> [Prompt] How many lines in the material below contain the word "runway"? Reply with the number alone.

> [Exercise materials]
--*--
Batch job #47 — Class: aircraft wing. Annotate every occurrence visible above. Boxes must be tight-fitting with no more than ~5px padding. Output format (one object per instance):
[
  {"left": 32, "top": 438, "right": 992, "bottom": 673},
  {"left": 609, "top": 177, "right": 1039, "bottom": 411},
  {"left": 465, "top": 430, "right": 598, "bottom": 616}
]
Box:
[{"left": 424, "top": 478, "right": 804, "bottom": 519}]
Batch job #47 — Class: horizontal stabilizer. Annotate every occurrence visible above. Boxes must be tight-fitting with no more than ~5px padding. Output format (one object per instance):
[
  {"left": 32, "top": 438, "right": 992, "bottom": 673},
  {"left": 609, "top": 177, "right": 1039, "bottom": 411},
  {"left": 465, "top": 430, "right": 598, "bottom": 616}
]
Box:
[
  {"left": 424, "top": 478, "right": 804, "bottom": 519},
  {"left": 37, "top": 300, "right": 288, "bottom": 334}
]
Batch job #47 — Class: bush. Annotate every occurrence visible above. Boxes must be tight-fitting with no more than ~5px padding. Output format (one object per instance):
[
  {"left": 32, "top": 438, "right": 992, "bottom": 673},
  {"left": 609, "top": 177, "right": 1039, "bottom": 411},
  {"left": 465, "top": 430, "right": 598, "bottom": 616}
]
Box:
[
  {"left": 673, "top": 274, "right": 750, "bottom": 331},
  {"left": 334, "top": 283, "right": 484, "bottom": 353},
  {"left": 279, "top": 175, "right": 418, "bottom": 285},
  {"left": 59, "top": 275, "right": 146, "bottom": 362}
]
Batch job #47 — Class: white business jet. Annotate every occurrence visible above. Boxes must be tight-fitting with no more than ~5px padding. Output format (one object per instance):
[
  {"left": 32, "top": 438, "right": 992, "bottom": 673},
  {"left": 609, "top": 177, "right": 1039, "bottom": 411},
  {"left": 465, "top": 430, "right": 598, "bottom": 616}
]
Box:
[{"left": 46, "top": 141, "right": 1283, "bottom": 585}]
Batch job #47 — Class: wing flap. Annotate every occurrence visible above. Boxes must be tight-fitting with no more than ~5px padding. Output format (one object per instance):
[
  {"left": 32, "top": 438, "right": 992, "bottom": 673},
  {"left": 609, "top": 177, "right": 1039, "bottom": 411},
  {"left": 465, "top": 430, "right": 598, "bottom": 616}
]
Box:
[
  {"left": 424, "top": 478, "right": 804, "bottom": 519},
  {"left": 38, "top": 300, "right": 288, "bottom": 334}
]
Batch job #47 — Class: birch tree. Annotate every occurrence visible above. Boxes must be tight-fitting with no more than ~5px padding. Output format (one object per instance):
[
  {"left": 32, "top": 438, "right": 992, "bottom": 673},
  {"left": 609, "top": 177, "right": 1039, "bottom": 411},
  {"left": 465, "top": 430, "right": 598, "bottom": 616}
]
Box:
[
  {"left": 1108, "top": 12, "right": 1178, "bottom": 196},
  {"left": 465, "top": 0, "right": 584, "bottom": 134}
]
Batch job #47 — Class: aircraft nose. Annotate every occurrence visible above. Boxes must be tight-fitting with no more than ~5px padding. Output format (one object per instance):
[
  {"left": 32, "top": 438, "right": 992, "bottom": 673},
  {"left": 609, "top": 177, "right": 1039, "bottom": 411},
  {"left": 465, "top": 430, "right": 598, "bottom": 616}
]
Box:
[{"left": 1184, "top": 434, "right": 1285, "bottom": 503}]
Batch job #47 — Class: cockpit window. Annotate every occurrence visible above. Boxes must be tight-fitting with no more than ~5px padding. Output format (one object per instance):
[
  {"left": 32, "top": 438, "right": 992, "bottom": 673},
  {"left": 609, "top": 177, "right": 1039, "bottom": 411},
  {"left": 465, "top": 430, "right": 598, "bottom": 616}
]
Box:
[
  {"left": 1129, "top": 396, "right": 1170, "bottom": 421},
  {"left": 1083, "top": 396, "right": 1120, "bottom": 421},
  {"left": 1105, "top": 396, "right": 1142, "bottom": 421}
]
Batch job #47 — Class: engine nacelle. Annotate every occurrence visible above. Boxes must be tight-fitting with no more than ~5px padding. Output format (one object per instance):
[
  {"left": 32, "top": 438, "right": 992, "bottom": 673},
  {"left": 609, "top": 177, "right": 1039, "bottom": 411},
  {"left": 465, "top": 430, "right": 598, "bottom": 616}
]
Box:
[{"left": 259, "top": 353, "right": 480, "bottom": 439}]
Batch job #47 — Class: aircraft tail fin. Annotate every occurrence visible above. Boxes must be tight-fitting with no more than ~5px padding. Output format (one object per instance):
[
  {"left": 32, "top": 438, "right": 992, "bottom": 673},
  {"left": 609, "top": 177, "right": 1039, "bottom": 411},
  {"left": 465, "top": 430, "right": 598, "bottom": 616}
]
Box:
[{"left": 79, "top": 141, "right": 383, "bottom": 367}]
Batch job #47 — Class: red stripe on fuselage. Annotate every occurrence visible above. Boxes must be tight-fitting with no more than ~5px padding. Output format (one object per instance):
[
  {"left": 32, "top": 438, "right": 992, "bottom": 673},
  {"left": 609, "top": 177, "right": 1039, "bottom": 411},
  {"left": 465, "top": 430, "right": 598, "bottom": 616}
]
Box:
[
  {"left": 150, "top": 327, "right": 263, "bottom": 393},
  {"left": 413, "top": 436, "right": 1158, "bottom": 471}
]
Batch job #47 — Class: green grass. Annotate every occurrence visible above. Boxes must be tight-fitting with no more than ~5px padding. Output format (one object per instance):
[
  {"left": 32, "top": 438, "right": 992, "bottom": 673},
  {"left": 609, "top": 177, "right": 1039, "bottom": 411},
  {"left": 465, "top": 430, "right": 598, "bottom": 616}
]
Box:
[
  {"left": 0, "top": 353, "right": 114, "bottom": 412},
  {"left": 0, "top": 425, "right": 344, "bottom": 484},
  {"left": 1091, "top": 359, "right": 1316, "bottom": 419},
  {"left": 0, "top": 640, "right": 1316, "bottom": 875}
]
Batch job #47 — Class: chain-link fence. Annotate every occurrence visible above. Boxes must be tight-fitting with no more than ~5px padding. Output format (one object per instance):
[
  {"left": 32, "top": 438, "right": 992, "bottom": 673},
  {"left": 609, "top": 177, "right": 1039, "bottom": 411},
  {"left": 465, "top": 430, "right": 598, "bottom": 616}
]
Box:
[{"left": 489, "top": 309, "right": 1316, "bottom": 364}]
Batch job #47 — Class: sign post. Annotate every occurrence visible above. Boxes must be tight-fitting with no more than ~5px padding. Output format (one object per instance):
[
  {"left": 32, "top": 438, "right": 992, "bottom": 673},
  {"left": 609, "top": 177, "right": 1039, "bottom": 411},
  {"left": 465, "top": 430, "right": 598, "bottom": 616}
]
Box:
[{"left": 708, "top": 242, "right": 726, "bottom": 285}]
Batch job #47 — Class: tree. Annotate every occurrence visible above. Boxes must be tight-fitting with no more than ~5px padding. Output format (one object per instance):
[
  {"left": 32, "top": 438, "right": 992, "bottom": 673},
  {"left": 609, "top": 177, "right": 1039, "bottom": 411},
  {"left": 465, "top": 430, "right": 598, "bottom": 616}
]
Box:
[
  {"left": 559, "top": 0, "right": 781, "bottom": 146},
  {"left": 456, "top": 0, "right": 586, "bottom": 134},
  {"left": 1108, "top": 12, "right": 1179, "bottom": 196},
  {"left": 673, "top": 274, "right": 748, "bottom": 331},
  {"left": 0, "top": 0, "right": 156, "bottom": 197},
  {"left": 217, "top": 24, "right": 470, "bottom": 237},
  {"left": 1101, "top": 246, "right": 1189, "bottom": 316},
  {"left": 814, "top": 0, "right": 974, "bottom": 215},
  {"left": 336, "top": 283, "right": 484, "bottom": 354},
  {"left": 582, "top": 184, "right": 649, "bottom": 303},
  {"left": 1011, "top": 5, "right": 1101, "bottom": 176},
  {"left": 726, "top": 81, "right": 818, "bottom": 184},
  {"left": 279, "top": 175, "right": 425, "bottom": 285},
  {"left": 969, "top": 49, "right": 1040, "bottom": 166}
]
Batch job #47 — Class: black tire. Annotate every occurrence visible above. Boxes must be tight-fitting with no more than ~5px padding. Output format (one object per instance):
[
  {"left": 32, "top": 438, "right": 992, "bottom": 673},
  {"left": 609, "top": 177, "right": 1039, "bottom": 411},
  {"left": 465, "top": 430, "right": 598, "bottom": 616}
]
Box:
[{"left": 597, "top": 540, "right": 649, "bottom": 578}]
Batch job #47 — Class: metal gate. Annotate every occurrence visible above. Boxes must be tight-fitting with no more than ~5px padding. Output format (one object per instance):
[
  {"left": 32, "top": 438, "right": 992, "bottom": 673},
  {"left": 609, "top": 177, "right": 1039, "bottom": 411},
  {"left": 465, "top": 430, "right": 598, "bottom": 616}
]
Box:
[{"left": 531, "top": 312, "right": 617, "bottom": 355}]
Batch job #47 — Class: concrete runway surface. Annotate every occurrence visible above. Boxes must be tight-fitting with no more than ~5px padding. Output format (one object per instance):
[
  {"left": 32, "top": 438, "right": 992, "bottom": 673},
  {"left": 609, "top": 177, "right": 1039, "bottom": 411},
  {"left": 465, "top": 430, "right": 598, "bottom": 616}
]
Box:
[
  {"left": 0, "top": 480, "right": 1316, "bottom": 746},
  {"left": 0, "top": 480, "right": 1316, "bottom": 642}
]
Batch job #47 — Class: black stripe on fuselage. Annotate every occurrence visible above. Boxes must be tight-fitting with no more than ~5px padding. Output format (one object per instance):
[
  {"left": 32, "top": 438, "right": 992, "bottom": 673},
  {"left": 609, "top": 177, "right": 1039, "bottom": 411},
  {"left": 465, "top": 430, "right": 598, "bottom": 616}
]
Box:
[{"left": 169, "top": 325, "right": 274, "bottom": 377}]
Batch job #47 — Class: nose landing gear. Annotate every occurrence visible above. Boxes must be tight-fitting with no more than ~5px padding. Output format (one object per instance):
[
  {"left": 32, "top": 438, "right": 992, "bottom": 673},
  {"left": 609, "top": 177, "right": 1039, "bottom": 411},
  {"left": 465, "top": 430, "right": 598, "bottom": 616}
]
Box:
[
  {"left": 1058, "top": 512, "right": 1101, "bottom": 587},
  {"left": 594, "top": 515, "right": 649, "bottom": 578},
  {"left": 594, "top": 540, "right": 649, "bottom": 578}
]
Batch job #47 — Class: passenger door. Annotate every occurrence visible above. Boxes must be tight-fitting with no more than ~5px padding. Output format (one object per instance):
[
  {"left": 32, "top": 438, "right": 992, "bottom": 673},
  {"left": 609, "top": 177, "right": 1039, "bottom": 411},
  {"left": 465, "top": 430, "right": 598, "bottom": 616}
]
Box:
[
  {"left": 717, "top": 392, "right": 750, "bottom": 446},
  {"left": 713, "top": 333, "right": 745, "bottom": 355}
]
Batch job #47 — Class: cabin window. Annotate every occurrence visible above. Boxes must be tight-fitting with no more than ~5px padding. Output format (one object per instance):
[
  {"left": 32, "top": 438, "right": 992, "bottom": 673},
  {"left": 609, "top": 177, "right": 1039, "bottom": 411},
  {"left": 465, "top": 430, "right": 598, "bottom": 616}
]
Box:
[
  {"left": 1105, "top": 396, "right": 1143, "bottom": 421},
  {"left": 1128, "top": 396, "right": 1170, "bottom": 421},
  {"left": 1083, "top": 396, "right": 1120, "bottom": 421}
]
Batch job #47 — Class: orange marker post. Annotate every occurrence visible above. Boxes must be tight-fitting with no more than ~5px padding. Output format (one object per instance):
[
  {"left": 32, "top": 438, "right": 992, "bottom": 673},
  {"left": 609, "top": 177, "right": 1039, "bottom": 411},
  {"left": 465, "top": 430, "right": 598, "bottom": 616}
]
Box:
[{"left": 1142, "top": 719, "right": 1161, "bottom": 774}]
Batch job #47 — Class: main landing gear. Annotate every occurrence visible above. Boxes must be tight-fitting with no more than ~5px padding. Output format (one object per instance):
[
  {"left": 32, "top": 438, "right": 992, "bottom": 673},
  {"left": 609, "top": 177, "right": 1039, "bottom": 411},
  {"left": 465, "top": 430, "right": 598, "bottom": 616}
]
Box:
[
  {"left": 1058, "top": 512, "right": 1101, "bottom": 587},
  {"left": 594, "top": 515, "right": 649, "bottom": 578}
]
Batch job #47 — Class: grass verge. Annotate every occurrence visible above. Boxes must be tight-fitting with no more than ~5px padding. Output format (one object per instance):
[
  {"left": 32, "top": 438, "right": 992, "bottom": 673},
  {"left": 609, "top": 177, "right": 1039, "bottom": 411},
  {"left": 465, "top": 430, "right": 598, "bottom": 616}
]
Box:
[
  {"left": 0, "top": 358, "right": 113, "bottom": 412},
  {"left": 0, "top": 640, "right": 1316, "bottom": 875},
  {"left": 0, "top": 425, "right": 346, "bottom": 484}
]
--*--
> [The reply] 1